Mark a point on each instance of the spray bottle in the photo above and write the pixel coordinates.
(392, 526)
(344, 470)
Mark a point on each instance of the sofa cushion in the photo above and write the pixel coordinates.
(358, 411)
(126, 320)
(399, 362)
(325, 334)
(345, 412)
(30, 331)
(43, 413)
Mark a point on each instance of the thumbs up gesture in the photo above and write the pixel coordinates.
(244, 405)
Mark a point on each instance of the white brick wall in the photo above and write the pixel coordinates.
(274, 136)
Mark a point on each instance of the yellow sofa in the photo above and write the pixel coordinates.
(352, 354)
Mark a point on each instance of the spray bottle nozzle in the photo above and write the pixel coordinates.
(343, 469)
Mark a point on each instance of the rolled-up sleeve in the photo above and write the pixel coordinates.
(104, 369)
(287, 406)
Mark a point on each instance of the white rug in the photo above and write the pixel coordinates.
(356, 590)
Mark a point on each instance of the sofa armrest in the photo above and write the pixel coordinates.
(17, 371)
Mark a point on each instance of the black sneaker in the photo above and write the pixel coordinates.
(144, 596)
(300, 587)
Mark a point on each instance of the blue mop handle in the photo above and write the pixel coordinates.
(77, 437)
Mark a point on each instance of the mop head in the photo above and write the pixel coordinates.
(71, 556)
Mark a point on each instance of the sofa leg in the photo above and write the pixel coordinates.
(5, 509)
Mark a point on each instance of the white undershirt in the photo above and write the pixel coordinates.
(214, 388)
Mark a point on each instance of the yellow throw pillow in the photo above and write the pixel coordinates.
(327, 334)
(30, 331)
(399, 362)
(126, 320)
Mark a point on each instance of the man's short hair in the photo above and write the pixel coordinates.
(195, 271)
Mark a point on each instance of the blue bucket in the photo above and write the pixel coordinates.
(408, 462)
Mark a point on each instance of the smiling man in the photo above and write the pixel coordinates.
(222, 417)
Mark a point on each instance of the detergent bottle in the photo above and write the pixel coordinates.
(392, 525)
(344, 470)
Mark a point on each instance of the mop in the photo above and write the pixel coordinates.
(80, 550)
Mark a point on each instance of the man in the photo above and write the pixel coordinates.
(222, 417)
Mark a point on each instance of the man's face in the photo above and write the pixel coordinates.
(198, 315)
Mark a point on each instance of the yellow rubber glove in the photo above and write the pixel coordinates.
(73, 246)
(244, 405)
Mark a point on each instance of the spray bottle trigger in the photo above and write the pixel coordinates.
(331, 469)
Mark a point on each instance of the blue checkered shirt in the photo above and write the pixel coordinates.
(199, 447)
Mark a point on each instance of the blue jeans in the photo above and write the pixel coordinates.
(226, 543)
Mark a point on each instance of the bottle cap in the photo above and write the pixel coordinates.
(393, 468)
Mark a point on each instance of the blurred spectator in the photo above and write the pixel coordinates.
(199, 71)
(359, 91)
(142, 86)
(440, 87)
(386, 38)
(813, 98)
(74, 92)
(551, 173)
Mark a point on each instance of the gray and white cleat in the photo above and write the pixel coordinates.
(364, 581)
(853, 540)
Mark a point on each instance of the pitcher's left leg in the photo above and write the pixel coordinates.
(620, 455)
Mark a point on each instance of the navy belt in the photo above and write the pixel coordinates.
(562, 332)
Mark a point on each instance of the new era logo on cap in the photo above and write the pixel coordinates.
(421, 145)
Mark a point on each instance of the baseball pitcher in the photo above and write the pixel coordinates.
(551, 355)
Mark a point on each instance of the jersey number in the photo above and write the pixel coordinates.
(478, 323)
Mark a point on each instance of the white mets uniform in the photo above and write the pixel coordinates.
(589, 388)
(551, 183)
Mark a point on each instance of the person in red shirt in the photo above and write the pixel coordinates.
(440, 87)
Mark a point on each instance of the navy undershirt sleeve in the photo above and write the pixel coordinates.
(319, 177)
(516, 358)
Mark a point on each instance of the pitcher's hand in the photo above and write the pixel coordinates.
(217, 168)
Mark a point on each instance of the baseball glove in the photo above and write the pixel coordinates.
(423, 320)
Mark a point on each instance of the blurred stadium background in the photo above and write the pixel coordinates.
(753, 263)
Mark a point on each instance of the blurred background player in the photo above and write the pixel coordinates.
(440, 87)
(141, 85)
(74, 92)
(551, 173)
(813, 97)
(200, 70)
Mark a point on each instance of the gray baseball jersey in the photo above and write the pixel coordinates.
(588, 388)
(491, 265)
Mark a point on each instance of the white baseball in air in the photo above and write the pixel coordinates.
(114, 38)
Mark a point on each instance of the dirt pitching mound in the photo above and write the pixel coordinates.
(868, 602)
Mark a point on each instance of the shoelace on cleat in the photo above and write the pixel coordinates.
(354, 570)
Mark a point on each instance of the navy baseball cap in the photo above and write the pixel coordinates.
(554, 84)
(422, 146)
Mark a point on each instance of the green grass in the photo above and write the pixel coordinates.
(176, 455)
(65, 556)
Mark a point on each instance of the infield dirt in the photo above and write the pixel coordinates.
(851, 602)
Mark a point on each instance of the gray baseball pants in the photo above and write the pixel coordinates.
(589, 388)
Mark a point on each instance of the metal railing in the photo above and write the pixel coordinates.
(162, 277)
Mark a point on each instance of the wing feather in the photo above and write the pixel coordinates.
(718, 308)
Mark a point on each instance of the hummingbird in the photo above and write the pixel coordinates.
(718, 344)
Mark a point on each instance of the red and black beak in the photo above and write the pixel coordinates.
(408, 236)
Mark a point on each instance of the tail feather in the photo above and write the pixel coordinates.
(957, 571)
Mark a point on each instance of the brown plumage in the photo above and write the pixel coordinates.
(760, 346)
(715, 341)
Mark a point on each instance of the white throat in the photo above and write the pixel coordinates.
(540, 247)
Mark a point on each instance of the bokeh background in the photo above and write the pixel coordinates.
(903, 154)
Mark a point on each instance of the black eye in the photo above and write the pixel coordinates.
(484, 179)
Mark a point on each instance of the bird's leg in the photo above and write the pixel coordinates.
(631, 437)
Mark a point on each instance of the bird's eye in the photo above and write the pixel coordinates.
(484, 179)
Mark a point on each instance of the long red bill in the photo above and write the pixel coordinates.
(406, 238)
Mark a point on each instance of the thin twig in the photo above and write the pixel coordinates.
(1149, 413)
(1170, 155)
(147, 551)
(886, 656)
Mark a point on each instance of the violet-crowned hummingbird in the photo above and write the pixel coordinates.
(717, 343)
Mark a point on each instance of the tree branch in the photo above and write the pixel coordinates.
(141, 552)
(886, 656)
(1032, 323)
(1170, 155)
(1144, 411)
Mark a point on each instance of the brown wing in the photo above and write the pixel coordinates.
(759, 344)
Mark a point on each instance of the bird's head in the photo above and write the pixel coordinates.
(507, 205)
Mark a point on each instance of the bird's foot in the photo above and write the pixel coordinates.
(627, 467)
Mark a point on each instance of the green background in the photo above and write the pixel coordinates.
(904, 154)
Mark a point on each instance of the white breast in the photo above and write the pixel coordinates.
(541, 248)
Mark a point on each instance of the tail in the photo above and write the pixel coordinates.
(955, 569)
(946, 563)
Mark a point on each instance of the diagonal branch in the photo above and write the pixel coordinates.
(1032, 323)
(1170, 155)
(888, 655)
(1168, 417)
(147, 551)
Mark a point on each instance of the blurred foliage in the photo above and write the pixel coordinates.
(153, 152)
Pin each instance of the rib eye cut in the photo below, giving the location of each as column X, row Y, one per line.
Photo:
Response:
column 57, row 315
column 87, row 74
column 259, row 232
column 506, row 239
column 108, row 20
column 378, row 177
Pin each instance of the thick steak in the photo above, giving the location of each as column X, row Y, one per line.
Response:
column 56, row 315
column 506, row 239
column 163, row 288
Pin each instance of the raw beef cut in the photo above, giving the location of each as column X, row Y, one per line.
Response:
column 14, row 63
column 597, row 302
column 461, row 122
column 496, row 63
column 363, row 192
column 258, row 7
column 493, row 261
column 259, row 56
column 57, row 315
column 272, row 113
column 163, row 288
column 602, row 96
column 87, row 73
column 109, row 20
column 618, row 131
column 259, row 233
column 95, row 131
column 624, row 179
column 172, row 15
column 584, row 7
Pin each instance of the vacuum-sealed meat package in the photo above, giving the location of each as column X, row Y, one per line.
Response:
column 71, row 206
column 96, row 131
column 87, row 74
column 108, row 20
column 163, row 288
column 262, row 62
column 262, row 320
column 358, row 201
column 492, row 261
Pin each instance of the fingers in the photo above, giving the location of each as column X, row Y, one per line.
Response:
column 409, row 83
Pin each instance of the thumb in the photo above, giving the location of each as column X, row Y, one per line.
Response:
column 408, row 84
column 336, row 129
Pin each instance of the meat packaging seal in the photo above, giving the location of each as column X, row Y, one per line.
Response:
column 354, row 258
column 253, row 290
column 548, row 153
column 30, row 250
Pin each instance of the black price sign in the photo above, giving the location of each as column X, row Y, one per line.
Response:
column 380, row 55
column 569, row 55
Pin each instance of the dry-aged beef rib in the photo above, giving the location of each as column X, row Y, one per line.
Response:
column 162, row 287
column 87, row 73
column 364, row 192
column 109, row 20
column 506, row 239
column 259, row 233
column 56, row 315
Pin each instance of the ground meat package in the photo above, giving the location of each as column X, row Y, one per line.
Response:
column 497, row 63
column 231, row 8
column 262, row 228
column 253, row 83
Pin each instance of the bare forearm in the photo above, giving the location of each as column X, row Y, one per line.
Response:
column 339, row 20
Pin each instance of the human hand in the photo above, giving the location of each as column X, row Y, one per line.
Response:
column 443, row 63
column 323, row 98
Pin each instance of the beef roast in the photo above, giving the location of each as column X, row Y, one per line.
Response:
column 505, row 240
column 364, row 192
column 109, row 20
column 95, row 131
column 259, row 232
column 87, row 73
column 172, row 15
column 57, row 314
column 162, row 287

-=-=-

Problem requirements - Please return every line of the records that contains the word "meat".

Written solution -
Pin each instance of the vacuum-sealed meat package in the photo above, giving the location of each as column X, row Y, one per line.
Pin each instance of the meat packaging seal in the photo above, giving the location of each as column X, row Y, one per line.
Pin each instance of the ground meat package in the photo above, giving the location of each as column X, row Y, one per line.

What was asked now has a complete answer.